The problem: Pick up the forum thread about GA Arms ammo after its last post and continue it.

# GA Arms Ammo



## SCDieselDawg (Dec 21, 2015)

Anybody hunt with their ammo? I bought some for my .454, .44 and .41 magnums.  Looked like good quality stuff. Haven't had the chance to shoot any yet.  Plan on sighting in my SRH with the 300 gr .454s and take care of a few hogs after the first of the year.


----------



## Bam Bam (Dec 22, 2015)

Ga. Arms "Deer Stoppers" in 44 mag 240 JHP is my main Ammo I shoot in my Taurus 8 3/8 inch Revolver and my Marlin 1894, I've Popped a Deer and a Hog or two with them! No Complaints with their Ammo, I've got and used their 308 win, 44 mag & 9mm ammo!


----------



## gregj (Dec 22, 2015)

I've  used several of their calibers  mostly for target shooting.  Never had any failures to fire  or feed.  Fairly
accurate  too.


----------



## SCDieselDawg (Dec 22, 2015)

I hope they preform good. You can't find .44 or .41 ammo for that cheap anywhere else. I was contemplating selling my .41 due to the lack of ammo availability.  But if these deer stoppers shout well I'll keep it.


----------



## Buster (Dec 22, 2015)

I have used their rifle ammo with very good results


----------



## EuroTech (Oct 31, 2017)

We have used it for years with no problem,My best friend that I have hunted with forever shot a buck at over 400 yards with there ammo in his 308 more that once! As good as any and better than most.


----------



## NCHillbilly (Oct 31, 2017)

Haven't tried the handgun rounds, but I bought a bunch of .223 from them that was fine ammo.

Records:
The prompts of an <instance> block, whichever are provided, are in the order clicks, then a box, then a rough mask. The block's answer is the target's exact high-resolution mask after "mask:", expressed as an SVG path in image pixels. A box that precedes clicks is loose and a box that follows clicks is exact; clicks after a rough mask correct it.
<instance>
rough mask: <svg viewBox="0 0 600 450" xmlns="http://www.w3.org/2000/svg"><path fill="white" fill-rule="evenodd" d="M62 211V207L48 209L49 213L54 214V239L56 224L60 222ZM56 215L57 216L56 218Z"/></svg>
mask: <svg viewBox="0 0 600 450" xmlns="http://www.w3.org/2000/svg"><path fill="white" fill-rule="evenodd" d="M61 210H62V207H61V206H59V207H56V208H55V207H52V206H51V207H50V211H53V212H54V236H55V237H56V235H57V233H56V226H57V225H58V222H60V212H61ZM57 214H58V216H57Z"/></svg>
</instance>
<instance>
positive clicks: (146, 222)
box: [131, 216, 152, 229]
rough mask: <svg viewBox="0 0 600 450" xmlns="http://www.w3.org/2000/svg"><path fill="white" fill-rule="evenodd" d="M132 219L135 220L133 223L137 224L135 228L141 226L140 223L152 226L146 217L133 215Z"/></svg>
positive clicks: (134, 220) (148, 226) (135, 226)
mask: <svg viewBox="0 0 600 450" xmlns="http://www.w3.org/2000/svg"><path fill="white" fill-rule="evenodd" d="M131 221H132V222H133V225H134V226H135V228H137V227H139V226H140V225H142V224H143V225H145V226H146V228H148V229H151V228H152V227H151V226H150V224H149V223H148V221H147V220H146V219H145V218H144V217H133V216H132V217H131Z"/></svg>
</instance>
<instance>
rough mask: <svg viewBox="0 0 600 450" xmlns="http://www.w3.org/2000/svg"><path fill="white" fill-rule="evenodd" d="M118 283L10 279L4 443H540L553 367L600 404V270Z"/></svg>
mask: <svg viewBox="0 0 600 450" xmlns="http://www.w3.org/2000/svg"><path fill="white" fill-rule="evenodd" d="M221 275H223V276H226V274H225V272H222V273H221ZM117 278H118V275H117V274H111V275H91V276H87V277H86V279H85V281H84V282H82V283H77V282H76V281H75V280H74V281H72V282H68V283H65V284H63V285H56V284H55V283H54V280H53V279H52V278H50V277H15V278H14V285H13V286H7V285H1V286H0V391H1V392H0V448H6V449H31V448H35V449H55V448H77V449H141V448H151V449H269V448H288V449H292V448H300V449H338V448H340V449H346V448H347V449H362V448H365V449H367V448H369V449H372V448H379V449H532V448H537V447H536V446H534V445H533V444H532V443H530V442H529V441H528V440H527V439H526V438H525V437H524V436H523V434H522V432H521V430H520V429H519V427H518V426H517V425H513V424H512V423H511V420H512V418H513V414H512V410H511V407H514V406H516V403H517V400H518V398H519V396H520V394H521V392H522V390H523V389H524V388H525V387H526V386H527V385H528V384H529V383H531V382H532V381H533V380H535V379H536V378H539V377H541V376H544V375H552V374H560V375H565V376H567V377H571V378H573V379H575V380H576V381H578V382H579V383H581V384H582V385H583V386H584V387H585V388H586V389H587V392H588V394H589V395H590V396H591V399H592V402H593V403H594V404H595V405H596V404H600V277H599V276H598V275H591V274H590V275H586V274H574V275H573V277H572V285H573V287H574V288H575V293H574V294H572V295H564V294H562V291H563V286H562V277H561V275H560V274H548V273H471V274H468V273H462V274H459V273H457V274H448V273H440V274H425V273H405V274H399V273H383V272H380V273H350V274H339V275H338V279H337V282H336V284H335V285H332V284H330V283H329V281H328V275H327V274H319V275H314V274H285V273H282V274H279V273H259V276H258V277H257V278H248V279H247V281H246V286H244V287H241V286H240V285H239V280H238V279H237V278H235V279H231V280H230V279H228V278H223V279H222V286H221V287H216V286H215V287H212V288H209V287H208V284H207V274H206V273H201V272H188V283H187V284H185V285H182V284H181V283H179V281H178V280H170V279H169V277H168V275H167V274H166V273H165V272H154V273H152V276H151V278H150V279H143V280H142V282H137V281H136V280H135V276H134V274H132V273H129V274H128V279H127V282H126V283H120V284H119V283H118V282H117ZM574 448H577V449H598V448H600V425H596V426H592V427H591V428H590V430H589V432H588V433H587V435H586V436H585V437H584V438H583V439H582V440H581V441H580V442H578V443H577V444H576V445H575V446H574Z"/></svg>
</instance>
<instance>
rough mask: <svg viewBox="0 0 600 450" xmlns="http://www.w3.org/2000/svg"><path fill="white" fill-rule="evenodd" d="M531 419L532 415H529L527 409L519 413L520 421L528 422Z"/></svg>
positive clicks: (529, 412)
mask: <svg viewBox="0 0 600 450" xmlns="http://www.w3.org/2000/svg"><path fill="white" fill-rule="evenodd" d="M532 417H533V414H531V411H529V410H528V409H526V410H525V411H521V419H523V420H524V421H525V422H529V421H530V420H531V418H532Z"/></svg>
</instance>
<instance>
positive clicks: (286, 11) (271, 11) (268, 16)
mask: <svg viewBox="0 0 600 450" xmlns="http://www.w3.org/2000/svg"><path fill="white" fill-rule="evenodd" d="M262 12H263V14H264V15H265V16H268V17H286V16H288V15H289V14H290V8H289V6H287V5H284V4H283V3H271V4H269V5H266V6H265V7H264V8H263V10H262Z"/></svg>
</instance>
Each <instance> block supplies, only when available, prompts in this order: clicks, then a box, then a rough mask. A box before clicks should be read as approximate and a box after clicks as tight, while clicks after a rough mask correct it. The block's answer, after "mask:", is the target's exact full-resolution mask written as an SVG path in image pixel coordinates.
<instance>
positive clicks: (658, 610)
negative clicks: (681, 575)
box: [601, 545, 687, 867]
---
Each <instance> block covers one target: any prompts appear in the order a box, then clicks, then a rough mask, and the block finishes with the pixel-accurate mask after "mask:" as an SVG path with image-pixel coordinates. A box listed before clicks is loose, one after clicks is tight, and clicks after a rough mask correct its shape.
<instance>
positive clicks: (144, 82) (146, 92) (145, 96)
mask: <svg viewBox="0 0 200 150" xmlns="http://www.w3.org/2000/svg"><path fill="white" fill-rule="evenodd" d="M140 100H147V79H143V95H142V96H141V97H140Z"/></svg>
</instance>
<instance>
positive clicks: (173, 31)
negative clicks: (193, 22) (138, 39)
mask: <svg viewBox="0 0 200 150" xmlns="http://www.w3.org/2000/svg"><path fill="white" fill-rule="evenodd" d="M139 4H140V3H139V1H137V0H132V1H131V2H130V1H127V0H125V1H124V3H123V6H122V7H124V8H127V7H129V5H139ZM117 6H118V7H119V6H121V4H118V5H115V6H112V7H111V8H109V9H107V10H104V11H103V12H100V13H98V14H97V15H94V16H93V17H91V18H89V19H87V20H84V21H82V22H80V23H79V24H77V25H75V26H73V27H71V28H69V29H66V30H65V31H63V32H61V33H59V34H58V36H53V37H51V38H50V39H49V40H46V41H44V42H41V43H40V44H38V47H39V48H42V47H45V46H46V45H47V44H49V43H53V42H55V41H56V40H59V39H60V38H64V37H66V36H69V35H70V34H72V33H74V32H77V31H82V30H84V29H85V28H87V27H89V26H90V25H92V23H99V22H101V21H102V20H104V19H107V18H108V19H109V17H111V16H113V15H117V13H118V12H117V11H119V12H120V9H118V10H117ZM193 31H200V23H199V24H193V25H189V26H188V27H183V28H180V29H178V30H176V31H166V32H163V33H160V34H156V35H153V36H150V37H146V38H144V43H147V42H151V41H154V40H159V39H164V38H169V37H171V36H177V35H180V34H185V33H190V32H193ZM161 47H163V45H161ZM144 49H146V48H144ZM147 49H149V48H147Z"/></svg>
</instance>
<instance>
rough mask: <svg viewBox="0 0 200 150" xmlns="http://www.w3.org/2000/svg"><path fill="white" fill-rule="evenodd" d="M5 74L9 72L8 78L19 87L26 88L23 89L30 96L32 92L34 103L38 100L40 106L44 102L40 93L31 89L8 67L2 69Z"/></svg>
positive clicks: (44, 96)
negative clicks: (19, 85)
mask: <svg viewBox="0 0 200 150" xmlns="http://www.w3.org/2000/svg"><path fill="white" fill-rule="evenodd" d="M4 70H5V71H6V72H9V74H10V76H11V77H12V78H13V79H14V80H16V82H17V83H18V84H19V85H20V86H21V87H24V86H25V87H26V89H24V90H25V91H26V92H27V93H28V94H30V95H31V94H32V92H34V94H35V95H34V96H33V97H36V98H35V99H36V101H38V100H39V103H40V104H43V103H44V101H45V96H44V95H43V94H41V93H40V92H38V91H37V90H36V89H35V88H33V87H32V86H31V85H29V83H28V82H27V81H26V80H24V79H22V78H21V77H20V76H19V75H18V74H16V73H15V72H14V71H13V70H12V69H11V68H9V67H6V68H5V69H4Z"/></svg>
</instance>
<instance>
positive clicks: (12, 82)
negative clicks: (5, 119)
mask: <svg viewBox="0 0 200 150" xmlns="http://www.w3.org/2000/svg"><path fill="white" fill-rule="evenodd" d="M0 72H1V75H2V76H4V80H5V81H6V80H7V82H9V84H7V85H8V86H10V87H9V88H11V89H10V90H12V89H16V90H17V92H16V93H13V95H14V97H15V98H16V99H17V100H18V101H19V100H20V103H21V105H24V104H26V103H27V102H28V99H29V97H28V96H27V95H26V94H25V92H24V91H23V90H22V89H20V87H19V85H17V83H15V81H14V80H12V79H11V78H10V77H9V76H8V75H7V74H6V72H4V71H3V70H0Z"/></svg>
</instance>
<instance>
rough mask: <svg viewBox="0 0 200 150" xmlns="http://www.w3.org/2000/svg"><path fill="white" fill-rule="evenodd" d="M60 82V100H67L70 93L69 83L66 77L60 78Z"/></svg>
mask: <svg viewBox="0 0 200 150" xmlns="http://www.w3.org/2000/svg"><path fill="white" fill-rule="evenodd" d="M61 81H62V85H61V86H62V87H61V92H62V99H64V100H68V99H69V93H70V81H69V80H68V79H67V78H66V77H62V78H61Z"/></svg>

Answer to the problem:
----------



## WayneB (Oct 31, 2017)

I've had good experience with all the ammo I've purchased from them.

They did call about a week after I picked up a large order to inform me of a recall on some I'd purchased. Had replacements in 3 days, and sent them back casings of the 'recalled' stuff after I QC'd it.  (Their suggestion) Not a single FTF or misfire.


----------



## scott stokes (Nov 1, 2017)

I have heard nothing but good things about there ammo


----------



## ThatredneckguyJamie (Nov 2, 2017)

bought a bunch of 357 mag from a gun show a few years back, shot well and great price


----------



## au7126 (Nov 2, 2017)

45 ACP and 270 Winchester both do well for me.


----------



## rosewood (Nov 4, 2017)

Good stuff.  It was all I used u til I started rolling my own.  Cheaper a than name brand ammo to boot.


----------



## AliBubba (Nov 5, 2017)

I have busted couple of deer and hogs with GA Arms "Deer Stopper" .44 mag 300 gr SRH. No complaints.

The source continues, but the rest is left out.